> _TASK DESCRIPTION_:
Without the pictures, reproduce the entries below exactly.

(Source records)
╭──

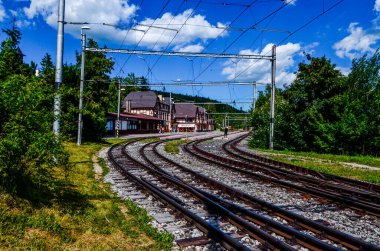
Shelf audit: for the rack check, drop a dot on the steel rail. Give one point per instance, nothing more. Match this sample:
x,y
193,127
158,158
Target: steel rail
x,y
263,237
297,220
287,232
275,178
209,230
263,160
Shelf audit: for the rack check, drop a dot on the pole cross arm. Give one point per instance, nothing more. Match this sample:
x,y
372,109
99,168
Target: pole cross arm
x,y
180,54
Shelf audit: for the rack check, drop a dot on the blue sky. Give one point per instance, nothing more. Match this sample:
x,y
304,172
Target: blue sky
x,y
345,32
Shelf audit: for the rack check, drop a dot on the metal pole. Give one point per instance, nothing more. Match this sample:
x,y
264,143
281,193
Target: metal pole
x,y
170,112
80,121
118,111
272,97
254,96
59,65
186,124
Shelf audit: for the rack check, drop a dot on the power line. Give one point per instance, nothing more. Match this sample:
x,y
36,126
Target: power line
x,y
295,31
230,28
179,54
241,34
192,12
311,21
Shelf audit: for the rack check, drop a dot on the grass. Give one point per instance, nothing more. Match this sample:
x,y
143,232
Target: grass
x,y
330,164
80,213
173,146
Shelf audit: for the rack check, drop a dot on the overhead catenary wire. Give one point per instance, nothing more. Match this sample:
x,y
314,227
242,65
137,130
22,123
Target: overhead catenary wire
x,y
192,12
142,37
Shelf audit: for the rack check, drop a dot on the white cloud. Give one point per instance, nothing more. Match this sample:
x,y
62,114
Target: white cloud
x,y
310,48
2,11
356,43
344,70
290,2
377,5
260,70
117,12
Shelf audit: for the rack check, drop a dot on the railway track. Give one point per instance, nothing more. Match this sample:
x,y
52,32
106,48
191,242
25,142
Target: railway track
x,y
317,185
234,207
184,201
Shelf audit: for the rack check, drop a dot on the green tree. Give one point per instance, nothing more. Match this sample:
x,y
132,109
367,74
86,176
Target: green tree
x,y
28,147
359,128
97,97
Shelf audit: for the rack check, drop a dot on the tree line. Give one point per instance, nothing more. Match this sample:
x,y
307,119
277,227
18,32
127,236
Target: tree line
x,y
323,110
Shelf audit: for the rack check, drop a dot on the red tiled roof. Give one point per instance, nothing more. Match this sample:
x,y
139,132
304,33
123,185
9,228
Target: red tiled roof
x,y
181,110
135,116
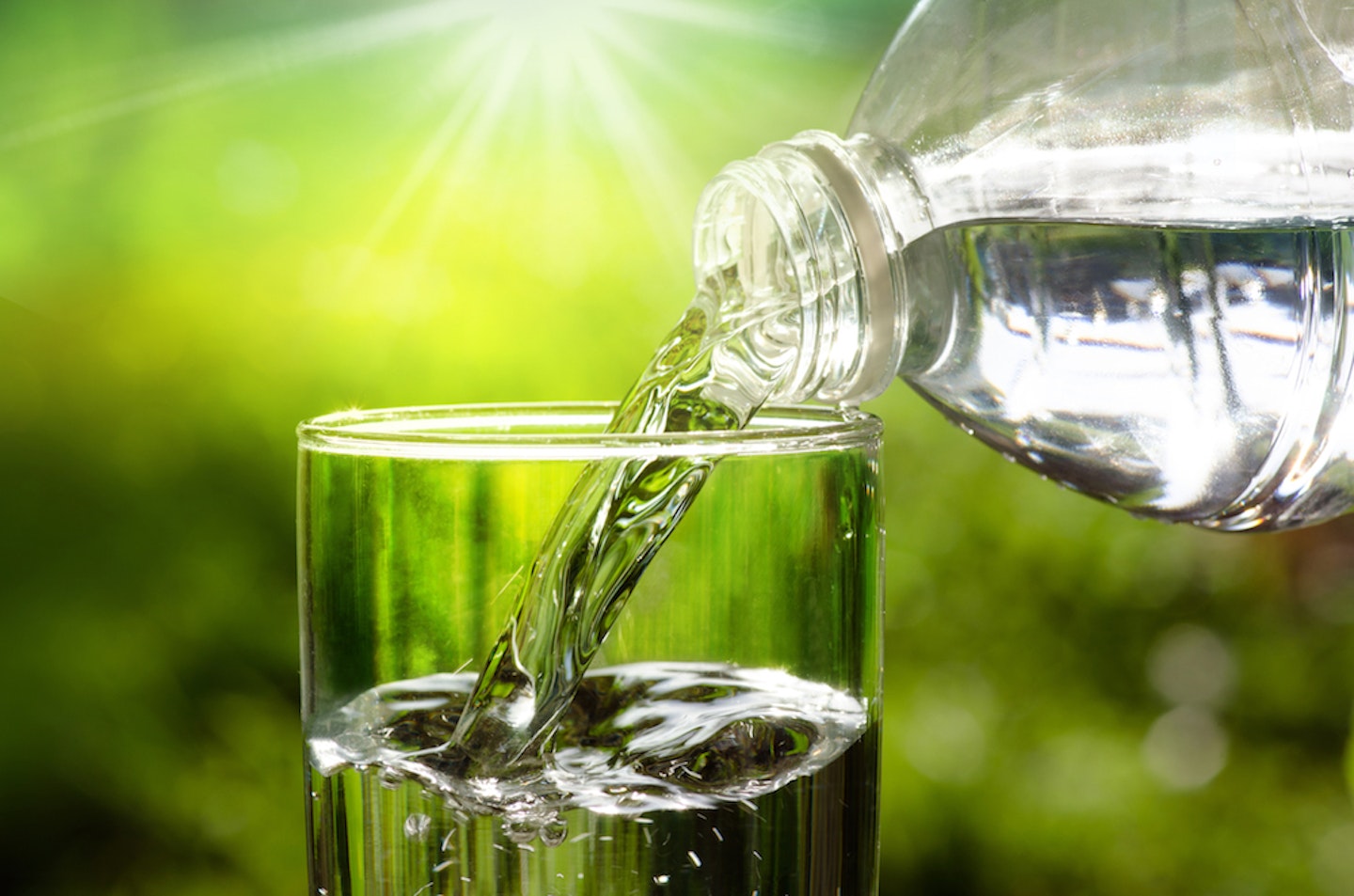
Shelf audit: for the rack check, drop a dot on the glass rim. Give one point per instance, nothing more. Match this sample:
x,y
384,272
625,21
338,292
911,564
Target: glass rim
x,y
536,431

╰──

> _REPLY_:
Shelf audit: for the rack check, drop a dot on the steel rail. Give one point per instance, nothing more. Match this sample:
x,y
193,127
158,158
Target: steel rail
x,y
263,237
297,220
287,232
275,178
209,230
263,160
Shelf audit: for the rack check, drop a dot on the pole cross arm. Give one point per instance, nothing more. Match this sample:
x,y
372,109
99,168
Target: pole cross arm
x,y
180,54
Shelf audit: for the rack check, drop a dot on the blue sky. Give one point per instance, nothing more. Match this sample:
x,y
304,172
Target: blue sky
x,y
345,32
Shelf audit: for the rack check, drop a dot on the metal pole. Give one point per instance, nothing more. Match this sample:
x,y
264,143
281,193
Target: metal pole
x,y
170,112
80,121
118,111
272,97
254,96
59,65
186,124
Shelf audit: for the rack check, drop a dot on the power line. Give one point per instance, nothing more. Match this sample:
x,y
36,126
Target: power line
x,y
295,31
230,28
179,54
241,34
192,12
311,21
Shelf audit: for the rack check, drop a dot on the grass. Give one point per instance, nothing more. Match this sample:
x,y
143,232
Target: grass
x,y
330,164
80,213
173,146
Shelf audit: for the rack check, drop a dot on the overhead catenary wire. Give one point per instance, nothing more. Match this sample:
x,y
314,227
242,65
137,130
22,123
Target: overhead catenary wire
x,y
192,12
142,37
Shelf audit: for the rack check, drop a dot on the white cloud. Give one point per instance, nothing more. Match this sample:
x,y
62,114
Target: white cloud
x,y
310,48
2,11
356,43
344,70
290,2
377,5
260,70
117,12
Shelf audit: for the rack check, drop a dot on the railway track. Give one point per instance, nothing more. Match this sample:
x,y
52,32
106,48
191,242
25,142
Target: railway track
x,y
317,185
234,207
184,201
Shelf audit: for the rack check, drop a dot on the green tree. Give one point per instance, nothing more. Match this sample:
x,y
132,109
367,74
86,176
Target: green tree
x,y
28,147
359,128
97,97
Shelf audit: for the rack check, drop a dot on the tree line. Give one point per instance, nothing more. Match this sample:
x,y
307,119
277,227
18,32
127,236
Target: tree line
x,y
323,110
Shelf audit: for the rack check, drop a dot on the red tiled roof. Give one point per instance, nothing more. Match this sample:
x,y
139,132
304,33
123,185
9,228
Target: red tiled roof
x,y
181,110
135,116
Shelf audit: for the rack check, drop a dot on the glass rim. Give one point per instance, nothing more. Match this sample:
x,y
384,272
625,21
338,292
911,564
Target: glass rim
x,y
536,431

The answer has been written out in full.